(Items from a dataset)

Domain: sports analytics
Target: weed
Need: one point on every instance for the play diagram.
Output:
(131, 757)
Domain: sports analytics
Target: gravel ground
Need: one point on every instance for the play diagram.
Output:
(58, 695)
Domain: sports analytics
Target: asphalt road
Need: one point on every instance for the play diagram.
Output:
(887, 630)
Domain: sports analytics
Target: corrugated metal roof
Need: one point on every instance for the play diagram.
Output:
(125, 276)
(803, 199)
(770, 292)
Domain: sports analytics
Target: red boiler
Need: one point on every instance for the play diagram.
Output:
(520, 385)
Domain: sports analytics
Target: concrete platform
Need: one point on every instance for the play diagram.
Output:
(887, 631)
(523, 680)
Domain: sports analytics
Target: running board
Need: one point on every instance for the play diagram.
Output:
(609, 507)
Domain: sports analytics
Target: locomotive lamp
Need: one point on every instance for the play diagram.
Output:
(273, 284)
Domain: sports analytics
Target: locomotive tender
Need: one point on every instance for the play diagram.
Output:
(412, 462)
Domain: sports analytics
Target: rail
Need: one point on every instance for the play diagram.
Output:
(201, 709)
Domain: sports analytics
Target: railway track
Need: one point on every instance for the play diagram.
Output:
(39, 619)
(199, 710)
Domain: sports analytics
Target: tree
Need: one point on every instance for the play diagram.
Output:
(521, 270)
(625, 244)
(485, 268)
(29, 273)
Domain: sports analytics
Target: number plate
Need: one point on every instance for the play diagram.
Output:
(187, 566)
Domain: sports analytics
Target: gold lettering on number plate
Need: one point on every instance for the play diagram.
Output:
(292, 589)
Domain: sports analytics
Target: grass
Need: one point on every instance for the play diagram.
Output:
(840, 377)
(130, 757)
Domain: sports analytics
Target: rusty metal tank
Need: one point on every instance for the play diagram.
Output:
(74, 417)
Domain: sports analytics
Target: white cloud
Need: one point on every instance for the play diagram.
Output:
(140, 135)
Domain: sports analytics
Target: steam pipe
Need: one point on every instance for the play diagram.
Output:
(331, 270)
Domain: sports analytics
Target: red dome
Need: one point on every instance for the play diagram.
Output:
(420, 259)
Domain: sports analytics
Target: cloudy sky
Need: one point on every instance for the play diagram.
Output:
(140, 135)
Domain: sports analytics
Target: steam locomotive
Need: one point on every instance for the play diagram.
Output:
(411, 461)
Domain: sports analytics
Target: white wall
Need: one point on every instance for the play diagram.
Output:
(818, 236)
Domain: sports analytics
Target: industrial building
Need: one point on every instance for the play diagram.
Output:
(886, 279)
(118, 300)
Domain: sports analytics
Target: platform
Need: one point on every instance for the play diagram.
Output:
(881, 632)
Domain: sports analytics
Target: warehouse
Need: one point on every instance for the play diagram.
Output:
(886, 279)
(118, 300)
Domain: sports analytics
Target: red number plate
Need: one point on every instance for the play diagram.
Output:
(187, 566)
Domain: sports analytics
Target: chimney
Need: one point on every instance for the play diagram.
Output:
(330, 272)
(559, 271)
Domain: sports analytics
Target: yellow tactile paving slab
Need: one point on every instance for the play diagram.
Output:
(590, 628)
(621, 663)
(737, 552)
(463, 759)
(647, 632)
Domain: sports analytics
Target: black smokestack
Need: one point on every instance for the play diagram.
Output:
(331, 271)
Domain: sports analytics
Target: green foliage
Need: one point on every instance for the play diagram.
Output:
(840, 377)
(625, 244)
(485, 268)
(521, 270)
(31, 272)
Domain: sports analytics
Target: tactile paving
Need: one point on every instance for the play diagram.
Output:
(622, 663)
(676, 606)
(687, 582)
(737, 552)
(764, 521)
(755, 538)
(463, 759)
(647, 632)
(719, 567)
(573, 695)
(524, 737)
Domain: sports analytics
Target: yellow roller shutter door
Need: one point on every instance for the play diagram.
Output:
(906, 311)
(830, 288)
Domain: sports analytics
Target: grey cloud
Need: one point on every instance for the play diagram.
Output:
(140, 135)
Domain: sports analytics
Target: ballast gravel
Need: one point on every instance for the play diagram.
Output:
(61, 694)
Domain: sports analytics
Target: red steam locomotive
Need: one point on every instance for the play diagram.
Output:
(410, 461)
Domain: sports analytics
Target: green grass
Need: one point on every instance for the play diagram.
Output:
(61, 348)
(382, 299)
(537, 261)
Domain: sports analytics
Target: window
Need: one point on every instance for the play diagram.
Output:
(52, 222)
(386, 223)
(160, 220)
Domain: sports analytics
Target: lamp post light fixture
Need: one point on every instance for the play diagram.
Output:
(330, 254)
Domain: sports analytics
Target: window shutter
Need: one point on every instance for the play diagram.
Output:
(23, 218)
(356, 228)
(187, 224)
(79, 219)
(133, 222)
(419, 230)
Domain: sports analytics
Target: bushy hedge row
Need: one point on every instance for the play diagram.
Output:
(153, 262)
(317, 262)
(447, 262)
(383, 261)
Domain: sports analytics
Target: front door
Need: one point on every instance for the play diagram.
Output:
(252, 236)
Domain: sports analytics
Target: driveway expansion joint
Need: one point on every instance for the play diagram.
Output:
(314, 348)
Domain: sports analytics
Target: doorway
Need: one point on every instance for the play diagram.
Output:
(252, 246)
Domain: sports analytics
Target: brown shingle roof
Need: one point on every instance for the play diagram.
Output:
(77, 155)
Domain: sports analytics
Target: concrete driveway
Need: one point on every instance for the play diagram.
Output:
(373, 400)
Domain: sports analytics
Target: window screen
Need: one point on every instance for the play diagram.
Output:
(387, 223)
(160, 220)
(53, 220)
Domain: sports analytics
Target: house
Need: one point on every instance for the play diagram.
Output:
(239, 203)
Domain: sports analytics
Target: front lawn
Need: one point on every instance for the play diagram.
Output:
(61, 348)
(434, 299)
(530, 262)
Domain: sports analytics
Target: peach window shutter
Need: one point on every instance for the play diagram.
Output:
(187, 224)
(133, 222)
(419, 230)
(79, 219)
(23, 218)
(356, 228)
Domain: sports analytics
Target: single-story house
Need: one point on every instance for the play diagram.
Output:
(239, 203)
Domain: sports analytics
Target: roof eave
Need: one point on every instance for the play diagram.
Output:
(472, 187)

- Work task -
Above are the records; copy each line from them that includes the string "number".

- Reply -
Target: number plate
Target: gold lettering on number plate
Target: red number plate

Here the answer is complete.